═════ Extract provided ═════

The Art of Surviving
v. continue to live or exist, especially in spite of danger or hardship.
I'm feeling compelled to talk about something today - I'm asked often how I survive; how I continue to be happy and stay optimistic despite the curves life has thrown at me. I don't always have an answer. Mostly, I shrug my shoulders and let it go. But recently, I've found my answer is actually quite simple; I smile.
I have a laundry list of people I've lost in my short life. My grandmother, two uncles, an aunt, my mother, my brother, family friends, a mentor, a friend, a coworker. It's not easy. It's never been easy, and it never will be easy.
Survival is an art. There's no one way to it. It must be tailored specifically to fit your person; individual and unique. In my experience, I've found that you have to be your own reason to smile, and you have to remember that, one day, somehow, you won't feel this way. There will be days, moments, you think you won't survive, but you will. The truth hurts, and the truth is that no one can save you, from anything, but you. Everyone else is too busy trying to save themselves.
Two years ago, I lost my little brother. He was taller than me, almost identical to me, dumber than me, but also smarter than I'll ever be. I thought I'd never survive it when we lost our mother eleven years ago. I did; I have. Then I lost Matthew, and most days I can barely keep my head above the water.
The last time I saw my brother was January 2, 2016. We had gone out to lunch for our Memere's 90th birthday, then out to a belated dinner for my 24th. I tried to get him to do a shot of Fireball with me, forgetting he wouldn't be 21 for another six months.
The last time I had contact with him was February 27, 2016. We exchanged photos on Snapchat. Mine, of myself and an actor wearing Dragon Ball Z scouters captioned, "This is Osric Chau and I!!". His, a dark picture of his face and middle finger captioned, "This is my middle finger."
He died on February 29, 2016.
I didn't know it then, but I've come to realize that Matthew was the only reason I survived losing our mother at fourteen years old. He was eleven at the time. I can't say if I was this for him, but he was my lifeline, the closest living connection I had to our mom. We survived together, by looking at pictures of her scattered around our house, and by listening to stories told by her friends as we sat around the fire-pit in our front yard. We survived by burying ourselves in school work and hanging out with our friends. By making pancakes at 2 AM and knocking on the wall that separated out bedrooms before we went to sleep. By crying ourselves to sleep and not mentioning it in the morning. We grew up. We got angry, we got lost, but the one thing I remember most, is that we smiled. We smiled a lot, and we survived.

═════ Supplied data ═════

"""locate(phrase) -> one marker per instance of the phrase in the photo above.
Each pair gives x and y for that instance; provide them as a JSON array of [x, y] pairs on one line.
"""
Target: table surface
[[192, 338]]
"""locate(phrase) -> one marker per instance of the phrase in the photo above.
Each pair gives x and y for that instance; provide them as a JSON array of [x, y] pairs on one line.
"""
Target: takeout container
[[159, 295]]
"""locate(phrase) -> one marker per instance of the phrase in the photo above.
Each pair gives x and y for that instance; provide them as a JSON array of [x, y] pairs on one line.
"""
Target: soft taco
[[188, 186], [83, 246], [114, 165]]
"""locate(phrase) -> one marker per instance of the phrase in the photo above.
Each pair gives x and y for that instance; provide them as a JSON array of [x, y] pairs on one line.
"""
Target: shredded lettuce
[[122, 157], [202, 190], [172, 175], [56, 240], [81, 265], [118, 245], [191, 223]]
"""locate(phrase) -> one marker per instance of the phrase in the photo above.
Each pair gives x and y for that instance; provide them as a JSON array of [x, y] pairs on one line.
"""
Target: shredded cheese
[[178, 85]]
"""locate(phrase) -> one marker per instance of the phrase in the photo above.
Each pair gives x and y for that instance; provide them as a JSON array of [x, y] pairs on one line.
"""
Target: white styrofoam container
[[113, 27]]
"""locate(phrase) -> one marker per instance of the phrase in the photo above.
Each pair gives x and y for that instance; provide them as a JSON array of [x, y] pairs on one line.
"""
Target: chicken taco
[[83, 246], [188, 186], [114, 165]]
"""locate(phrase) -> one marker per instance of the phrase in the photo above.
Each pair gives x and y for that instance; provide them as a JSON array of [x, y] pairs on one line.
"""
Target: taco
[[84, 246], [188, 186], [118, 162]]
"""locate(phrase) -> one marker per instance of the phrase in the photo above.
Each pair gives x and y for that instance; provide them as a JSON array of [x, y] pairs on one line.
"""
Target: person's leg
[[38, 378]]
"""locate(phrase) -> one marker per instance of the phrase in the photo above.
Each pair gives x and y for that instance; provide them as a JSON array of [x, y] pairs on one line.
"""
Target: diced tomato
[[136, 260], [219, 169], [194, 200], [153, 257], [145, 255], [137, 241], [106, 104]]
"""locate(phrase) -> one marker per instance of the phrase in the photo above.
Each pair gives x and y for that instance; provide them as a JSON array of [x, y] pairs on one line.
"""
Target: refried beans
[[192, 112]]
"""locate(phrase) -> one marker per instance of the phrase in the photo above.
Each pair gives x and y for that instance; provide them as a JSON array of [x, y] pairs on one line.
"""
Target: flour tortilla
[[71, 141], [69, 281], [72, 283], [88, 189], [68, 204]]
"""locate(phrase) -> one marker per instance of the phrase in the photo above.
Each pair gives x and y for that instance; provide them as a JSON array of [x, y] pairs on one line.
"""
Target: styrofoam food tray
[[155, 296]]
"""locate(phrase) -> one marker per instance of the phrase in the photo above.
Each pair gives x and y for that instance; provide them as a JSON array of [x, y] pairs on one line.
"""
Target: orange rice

═════

# Things to do
1. Render this sentence from the essay on surviving loss in Spanish: "The truth hurts, and the truth is that no one can save you, from anything, but you."
2. Carry the essay on surviving loss forward, starting after its final sentence.
The items have nothing to do with the essay on surviving loss.

# Answers for the tasks
1. La verdad duele, y la verdad es que nadie puede salvarte, de nada, más que tú.

2.
It's harder for me to survive these days. I keep smiling. I remember everything I can; the sound of my mom singing along to Big Empty in an almost whisper, and the squeaking Matt's deciduous teeth made when he ground them together. Watching figure skating with my grandmother on her giant couch that was too close to the TV, and the way my uncle used to jokingly turn the radio off in the middle of a song while I was singing along. The way my aunt used to insist I call her "Auntie", and the joy it brought my uncle to call me "Allie Cat". How my coworker would text me every day to ask how I was, even though she was fighting for her life, and that the first swear word I ever said was in front of one of my dad's closest friends. Sitting in my mom's hospital room, wetting her lips with a sponge every few minutes and making futile plans to go to Pittsburgh together, and Matthew clearing his schedule to have brunch with me a few weeks after I had brain surgery, both of us making empty promises to get together more often. Sometimes it hurts to remember, but more often than not, it makes me smile, and that is what keeps me breathing.
People like to tell me I'm strong. I like to take it as a compliment. The way I see it is, if I didn't smile, if I didn't remember, then I wouldn't be the strong person they like to see. If I didn't smile, I wouldn't be able to make it through the day. If I didn't smile, I wouldn't be able to see the similarities between Matthew, our mom, and I. So I'll smile, until I can't smile anymore, and I'll remember, until the day I can't.
Loss is hard. Being strong is hard. Remembering is hard. Surviving is hard. But it is possible.